THE PROBLEM
In all of the rows below, swap "Practice step" for "Exercise" and reproduce them with no other change.
----- DATASET RECORDS
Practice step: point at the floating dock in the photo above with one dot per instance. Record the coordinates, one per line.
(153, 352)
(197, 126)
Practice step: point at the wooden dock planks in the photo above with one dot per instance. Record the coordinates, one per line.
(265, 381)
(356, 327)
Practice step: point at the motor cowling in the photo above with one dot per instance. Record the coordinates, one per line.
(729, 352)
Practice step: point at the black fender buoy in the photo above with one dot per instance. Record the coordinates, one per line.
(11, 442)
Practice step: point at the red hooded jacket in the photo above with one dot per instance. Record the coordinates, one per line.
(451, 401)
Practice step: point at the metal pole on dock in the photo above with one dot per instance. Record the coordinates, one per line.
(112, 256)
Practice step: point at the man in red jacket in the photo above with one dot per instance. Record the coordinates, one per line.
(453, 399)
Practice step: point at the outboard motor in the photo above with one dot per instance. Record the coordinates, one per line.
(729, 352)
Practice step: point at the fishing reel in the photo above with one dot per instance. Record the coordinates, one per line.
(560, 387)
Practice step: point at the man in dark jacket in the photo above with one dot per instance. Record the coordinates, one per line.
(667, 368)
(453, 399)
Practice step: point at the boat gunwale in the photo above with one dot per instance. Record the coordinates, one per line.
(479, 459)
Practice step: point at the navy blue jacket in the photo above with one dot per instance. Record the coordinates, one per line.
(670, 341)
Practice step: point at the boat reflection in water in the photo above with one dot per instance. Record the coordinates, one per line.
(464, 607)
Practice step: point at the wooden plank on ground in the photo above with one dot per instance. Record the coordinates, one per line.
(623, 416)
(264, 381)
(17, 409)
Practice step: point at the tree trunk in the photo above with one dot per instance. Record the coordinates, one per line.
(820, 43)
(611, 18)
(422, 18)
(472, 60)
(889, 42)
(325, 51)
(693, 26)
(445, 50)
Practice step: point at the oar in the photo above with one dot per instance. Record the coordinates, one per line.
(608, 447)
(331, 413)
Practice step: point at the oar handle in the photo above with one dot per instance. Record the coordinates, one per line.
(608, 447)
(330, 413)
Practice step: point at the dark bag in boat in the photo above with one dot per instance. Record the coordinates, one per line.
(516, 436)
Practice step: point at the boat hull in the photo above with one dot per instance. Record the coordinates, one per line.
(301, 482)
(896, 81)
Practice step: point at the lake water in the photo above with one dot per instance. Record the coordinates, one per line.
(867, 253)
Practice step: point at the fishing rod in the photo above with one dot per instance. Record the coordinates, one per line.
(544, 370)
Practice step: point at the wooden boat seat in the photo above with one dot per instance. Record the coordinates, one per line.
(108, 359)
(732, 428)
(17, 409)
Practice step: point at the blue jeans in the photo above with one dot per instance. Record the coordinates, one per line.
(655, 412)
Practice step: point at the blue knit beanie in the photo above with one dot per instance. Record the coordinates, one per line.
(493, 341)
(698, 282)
----------
TASK OUTPUT
Exercise: point at the floating dock in the photo above with one dot per instance. Record the coordinates, one per line.
(153, 352)
(197, 126)
Exercise: point at the wooden dock planks in the photo above with one dot per instance. Record the coordinates, one per line.
(265, 381)
(356, 327)
Exercise: point at the motor cowling in the photo above with one dot per instance. Record the coordinates, one per line.
(729, 352)
Exercise: point at the black fender buoy in the photo above with one dot per instance. Record the coordinates, one per line.
(11, 442)
Exercise: point at the red hooded jacket in the photo above with one dot per instance. Record the coordinates, one per line.
(451, 401)
Exercise: point at the metal pole on dock in the photo above with one dot per instance. Record the coordinates, one per line.
(112, 256)
Exercise: point at the man in red jacket in the photo above with one dot per instance. Record the coordinates, one per line.
(453, 399)
Exercise: point at the outboard motor in the photo above with one dot per instance. Record the coordinates, one per line.
(729, 352)
Exercise: point at the fishing reel in the photo above with one dot per instance. Record the coordinates, one per line.
(560, 387)
Exercise: point at the man in dark jacket in the photo above with one dot per instance. Record the coordinates, one per line.
(667, 368)
(453, 399)
Exercise: point at the boat gunwale in the photo above with one dot per instance. Record the coordinates, one per line.
(479, 459)
Exercise: point at the navy blue jacket in the photo above with one dot per instance. Record the coordinates, one per line.
(670, 341)
Exercise: point at the boat reflection in water in the photo above with one dot per instance. Record the coordinates, one per line.
(464, 607)
Exercise: point at the wooden plank on ground in the photo above with one dot per instance. Record the coordinates, one per line.
(623, 416)
(264, 381)
(17, 409)
Exercise: point at the tree trunk in the photo above with one dot per instance. Record the coordinates, one per line.
(820, 43)
(611, 18)
(422, 18)
(472, 60)
(889, 42)
(325, 51)
(693, 26)
(445, 50)
Exercise: point at the oar in the photo above with one dot per instance. Record the coordinates, one per line.
(608, 447)
(331, 413)
Exercise: point at the oar handle in the photo above with one dot per instance. Record the coordinates, one per line.
(608, 447)
(330, 413)
Exercise: point at the dark bag in boat in the photo above with one dot per instance. Record the coordinates, one per line.
(516, 436)
Exercise: point at the boat hull in the photo above with one dot per instance. Record the coordinates, one per line.
(301, 482)
(896, 81)
Exercise: point at the lake water in the photo above with one dot per instance. Record the coordinates, one per line.
(867, 253)
Exercise: point at the fishing rod in the photo above with one dot per instance. Record the coordinates, one per line.
(544, 370)
Exercise: point at the wooden boat seat in the photo above with one dot per instance. Record the coordinates, one per line.
(108, 359)
(732, 428)
(17, 409)
Exercise: point at the blue jeans in the photo above with one dot per instance. Record the coordinates, one per line.
(655, 412)
Exercise: point at the blue knit beanie in the photo above with one dot per instance. Record the coordinates, one per line.
(493, 341)
(698, 282)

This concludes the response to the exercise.